What to do =
• A. Do the following statements agree with the passage on the `ab_test` function? (i) The `data` argument is a Pandas DataFrame with at least two columns. (ii) The `control_group` argument must always be supplied. (iii) The `value_column` argument names the column holding the group labels. Answer yes or no for each, quoting the deciding words of the passage.
• B. Continue the passage on the `ab_test` function, picking up after its final sentence.

Page extract =

— START —

The `ab_test` function performs statistical analysis to compare outcomes across different groups in an A/B testing framework.


- **`data`**: The dataset to analyze, provided as a Pandas DataFrame. It should contain at least two columns: one for grouping (e.g., experimental vs. control groups) and one for the outcomes of interest (e.g., conversion rates, scores).

- **`group_column`**: A string specifying the name of the column in `data` that contains the group labels. This column is used to differentiate between the groups involved in the A/B test (e.g., 'group').

- **`value_column`**: A string indicating the name of the column in `data` that contains the values or outcomes to be analyzed (e.g., 'outcome'). These values are the focus of the statistical comparison between groups.

- **`control_group`**: (Optional) A string specifying the label of the control group within the `group_column`. This argument is essential when the analysis involves comparing each test group against a common control group to assess the effect of different treatments or conditions.

— END —

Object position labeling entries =
— START —

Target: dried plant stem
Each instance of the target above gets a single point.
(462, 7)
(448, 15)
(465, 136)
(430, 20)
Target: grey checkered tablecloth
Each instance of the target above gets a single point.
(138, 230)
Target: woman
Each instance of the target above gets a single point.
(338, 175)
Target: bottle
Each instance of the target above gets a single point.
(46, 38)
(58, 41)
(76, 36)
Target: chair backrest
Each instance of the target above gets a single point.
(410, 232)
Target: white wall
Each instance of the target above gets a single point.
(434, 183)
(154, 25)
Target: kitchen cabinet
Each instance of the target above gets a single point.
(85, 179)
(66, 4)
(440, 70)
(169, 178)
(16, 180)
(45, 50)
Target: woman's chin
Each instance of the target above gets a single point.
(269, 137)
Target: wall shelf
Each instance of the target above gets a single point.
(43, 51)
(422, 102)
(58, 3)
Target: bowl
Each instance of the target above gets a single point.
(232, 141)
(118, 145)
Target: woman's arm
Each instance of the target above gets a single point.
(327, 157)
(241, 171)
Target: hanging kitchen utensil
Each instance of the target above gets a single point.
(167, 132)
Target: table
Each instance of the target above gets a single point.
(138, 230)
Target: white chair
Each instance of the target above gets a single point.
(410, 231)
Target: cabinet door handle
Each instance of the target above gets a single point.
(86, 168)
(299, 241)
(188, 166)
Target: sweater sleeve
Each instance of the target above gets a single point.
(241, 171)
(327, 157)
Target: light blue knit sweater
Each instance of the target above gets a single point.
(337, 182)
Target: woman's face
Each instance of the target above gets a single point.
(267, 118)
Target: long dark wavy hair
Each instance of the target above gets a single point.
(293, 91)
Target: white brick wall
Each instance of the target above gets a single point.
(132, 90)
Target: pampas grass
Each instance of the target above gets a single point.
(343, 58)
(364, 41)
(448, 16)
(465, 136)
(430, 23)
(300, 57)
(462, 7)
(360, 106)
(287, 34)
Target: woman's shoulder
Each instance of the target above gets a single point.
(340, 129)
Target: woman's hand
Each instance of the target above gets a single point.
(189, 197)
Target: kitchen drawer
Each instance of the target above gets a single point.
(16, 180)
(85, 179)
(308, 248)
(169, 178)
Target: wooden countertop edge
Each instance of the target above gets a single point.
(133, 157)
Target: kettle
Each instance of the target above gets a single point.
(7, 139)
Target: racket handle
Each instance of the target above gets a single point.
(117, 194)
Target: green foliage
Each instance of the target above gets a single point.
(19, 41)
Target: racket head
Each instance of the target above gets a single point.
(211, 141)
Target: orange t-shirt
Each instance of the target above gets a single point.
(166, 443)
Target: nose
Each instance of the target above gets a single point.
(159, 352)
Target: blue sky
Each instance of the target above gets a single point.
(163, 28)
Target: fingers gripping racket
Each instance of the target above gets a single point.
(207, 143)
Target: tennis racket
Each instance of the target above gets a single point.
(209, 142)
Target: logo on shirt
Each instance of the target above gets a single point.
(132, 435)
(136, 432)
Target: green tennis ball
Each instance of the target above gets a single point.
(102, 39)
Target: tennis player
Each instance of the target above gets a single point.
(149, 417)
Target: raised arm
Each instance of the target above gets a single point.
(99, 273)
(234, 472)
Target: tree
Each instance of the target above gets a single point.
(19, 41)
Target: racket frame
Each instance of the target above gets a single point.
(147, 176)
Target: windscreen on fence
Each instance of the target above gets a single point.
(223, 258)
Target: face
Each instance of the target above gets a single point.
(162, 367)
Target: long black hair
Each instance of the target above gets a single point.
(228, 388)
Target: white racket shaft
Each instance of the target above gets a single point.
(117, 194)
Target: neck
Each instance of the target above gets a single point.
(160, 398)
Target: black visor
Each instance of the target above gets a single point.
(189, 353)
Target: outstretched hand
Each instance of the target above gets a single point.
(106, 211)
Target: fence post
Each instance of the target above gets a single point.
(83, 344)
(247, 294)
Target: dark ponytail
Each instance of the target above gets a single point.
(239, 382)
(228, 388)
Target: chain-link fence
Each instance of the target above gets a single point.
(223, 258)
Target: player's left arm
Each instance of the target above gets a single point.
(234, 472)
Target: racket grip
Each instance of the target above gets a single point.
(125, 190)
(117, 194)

— END —

Outputs by task =
• A.
(i) Yes: "provided as a Pandas DataFrame. It should contain at least two columns"
(ii) No: "(Optional)"
(iii) No: "contains the values or outcomes to be analyzed"

• B.
- **`alpha`**: (Optional) A float representing the significance level used in the statistical tests. The default value is `0.05`, which is a common threshold for determining statistical significance. Lowering this value makes the criteria for significance stricter, while increasing it makes the criteria more lenient.

- **`handle_outliers`**: (Optional) A list specifying the method and strategy for handling outliers in the `value_column`. The first element of the list is the method ('IQR' for interquartile range or 'Z-score'), and the second element is the strategy ('remove', 'impute', or 'cap'). If `None`, no outlier handling is performed.

  - `IQR`: Identifies outliers based on the interquartile range. Typically, values below Q1-1.5*IQR or above Q3+1.5*IQR are considered outliers.
  - `Z-score`: Identifies outliers based on the Z-score, with values typically beyond 3 standard deviations from the mean considered outliers.
  - `remove`: Outliers are removed from the dataset.
  - `impute`: Outliers are replaced with a specified statistic (e.g., the median).
  - `cap`: Outliers are capped at a specified maximum and/or minimum value.

- **`mc_correction`**: (Optional) A string specifying the method for multiple comparisons correction when conducting multiple statistical tests. This argument is critical for controlling the family-wise error rate or the false discovery rate in experiments involving multiple group comparisons. Options include:

  - `None`: No correction is applied.
  - `'bonferroni'`: The Bonferroni correction, which adjusts p-values by multiplying them by the number of comparisons.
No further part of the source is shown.